Selected excerpt -
========================================

Why it matters that Pydantic v2 is written in Rust Link to heading

If you’ve worked with any form of data wrangling in Python, you’ve likely heard of Pydantic. If not, welcome! In this post, I’ll show an example of why Pydantic is so integral to the workflows of data scientists and engineers, and how just a few small changes to your existing code written in v1 can be changed as per v2, to obtain a 5x speedup, largely due to Pydantic’s internals being rewritten in Rust.

What is Pydantic and why would you use it? Link to heading

Yes, compiled language enthusiasts, we hear you. Python, unlike compiled languages (C, C++, Rust), is an interpreted, dynamically typed language where variables can change in type during run time. This means that when you write Python code, especially for large code bases involving ETL & data transformations, it becomes necessary to test for a lot of edge cases. A whole class of errors (TypeError) gets introduced into your Python runtime, where data obtained downstream may not align with expectations based on logic you or other developers put in, upstream.

Python 3.5 introduced type hints, which allows developers to declare what type a variable should be, prior to runtime. However, type hints are only marginally effective because they don’t enforce data types at runtime – they’re only a guide, and not a guarantee that the data you pass around remains a certain type. What’s the solution to this? Enter Pydantic 😎.

========================================

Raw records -
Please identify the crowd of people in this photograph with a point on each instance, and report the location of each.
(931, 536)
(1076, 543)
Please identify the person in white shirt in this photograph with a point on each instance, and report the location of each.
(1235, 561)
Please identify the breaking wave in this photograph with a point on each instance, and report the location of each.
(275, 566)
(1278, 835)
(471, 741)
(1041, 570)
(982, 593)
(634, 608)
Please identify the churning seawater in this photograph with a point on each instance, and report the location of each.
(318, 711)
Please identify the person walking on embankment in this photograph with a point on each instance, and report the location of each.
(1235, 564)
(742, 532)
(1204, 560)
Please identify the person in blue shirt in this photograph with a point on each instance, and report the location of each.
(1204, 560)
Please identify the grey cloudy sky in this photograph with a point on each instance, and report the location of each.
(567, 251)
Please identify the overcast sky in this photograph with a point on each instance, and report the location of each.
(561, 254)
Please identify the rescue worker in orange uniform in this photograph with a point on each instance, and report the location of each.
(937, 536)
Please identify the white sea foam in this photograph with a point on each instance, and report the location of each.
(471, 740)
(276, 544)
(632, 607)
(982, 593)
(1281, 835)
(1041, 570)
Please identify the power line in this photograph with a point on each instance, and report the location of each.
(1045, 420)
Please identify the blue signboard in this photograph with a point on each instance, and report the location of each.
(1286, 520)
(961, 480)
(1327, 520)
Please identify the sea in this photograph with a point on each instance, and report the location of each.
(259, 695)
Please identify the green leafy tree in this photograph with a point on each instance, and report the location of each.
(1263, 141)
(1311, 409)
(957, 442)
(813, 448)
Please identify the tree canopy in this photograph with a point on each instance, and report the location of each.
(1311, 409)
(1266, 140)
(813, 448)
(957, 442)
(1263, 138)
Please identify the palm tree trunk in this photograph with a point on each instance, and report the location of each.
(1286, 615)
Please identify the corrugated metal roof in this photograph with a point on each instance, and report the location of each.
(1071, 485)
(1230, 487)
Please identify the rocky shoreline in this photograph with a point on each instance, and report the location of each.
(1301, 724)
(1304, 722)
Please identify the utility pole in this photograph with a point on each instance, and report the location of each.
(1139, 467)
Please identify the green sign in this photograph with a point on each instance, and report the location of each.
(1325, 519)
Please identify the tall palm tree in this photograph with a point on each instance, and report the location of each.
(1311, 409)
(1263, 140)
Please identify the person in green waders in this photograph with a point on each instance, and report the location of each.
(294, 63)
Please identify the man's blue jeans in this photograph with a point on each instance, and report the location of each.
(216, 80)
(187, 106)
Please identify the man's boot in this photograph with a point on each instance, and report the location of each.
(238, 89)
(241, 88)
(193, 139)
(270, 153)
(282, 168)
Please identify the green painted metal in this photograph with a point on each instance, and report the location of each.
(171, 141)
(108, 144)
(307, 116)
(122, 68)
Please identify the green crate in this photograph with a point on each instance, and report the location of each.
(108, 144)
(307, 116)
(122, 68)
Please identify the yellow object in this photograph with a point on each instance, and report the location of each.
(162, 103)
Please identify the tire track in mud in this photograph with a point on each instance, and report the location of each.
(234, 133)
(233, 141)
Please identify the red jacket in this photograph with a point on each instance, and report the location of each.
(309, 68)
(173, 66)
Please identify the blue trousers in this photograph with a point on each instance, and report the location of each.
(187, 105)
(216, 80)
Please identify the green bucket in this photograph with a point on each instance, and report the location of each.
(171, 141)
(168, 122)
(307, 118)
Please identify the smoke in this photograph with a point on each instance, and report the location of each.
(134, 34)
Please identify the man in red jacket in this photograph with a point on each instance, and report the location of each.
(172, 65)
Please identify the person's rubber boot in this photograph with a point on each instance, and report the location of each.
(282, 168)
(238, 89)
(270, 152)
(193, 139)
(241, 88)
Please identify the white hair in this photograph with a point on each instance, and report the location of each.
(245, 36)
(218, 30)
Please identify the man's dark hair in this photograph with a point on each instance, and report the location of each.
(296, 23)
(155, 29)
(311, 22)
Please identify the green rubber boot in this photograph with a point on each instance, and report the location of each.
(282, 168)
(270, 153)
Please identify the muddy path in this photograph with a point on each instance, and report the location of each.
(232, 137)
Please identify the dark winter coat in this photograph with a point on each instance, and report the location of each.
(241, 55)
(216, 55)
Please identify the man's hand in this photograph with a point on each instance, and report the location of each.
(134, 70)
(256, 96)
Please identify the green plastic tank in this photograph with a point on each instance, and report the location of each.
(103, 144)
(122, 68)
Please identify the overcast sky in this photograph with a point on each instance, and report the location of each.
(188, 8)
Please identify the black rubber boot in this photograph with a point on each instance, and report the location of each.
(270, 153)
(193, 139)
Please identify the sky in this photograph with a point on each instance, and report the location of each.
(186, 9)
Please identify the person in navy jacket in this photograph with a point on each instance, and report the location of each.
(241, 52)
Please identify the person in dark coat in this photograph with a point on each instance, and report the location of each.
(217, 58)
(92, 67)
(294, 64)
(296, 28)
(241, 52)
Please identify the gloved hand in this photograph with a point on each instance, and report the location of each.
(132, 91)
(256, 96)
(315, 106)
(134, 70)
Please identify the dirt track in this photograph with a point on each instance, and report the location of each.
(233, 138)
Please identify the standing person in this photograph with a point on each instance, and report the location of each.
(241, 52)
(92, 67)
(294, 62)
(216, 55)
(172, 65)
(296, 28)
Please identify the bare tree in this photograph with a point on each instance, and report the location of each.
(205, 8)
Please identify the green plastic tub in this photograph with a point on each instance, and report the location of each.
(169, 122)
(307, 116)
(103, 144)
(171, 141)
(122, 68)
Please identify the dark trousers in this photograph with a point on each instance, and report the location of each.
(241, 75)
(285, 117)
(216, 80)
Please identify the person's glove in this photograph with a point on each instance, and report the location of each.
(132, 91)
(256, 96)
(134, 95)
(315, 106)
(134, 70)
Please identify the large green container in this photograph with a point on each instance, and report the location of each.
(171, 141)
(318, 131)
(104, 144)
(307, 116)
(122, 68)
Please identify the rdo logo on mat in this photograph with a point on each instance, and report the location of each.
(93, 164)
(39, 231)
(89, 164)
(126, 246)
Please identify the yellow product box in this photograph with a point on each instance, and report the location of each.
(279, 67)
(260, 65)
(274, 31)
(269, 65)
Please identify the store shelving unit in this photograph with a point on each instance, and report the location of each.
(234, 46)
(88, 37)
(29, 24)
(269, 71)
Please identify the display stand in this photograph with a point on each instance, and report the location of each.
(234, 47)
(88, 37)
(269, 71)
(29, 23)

========================================

Directions -
1. Lay out the lines of the records from the line with "Please identify the rocky" to the line with "(1139, 467)", both included, as a Markdown table with the columns Row and Record line. Give each line its row number and leave out blank lines.
2. Proceed with the post on Pydantic v2 and Rust, starting right after its last sentence.
The records bear no relation to the Pydantic text.

In response -
1.
| Row | Record line |
|---|---|
| 1 | Please identify the rocky shoreline in this photograph with a point on each instance, and report the location of each. |
| 2 | (1301, 724) |
| 3 | (1304, 722) |
| 4 | Please identify the utility pole in this photograph with a point on each instance, and report the location of each. |
| 5 | (1139, 467) |

2.
As per their docs, Pydantic is a data parsing, transformation and validation library that leverages the underlying information in Python type hints and adds additional checks and constraints via a schema, so that any untrusted data you obtain is transformed and validated to conform to the known schema during runtime. If the incoming data isn’t of the expected type or quality, Pydantic very loudly and explicitly throws an informative error, helping developers more easily trace down bugs or missing data prior to major deployments in production. Using Pydantic reduces the number of tests required, eliminating entire classes of bugs, streamlining the development process and ensuring that complex Python workflows run more reliably in production.

As stated in their docs¹, Pydantic is a highly used library and is downloaded >70 million times a month – it is used by 20 of the 25 largest companies on the NASDAQ, as well as all the biggest tech companies in the world. Clearly, ensuring type stability and cleaner data upstream, offers a TON of value and can save a lot of wasted compute time in production! When you think of the sheer volume of data being handled at the largest companies on earth (most of them involving Python, due to its heavy use in data science and ML), it makes sense why Pydantic has become so important.

Pydantic v2: A new core 🦀 Link to heading

Normally, the release of a new major version of a library is just water under the bridge, and life goes on as normal. However, it’s because of where exactly Pydantic sits in the value chain – at the foundation of a host of data wrangling and ETL workflows – and the fact that its core functionality is now written in a systems language like Rust, that makes v2 so important. If you think about it, modern software engineering and machine learning workflows rely on large batches or streams of data coming in, and it’s a well-known fact that data quality can impact multiple outcomes of a software product², all the way from customer engagement to insight generation and, ultimately, revenue output.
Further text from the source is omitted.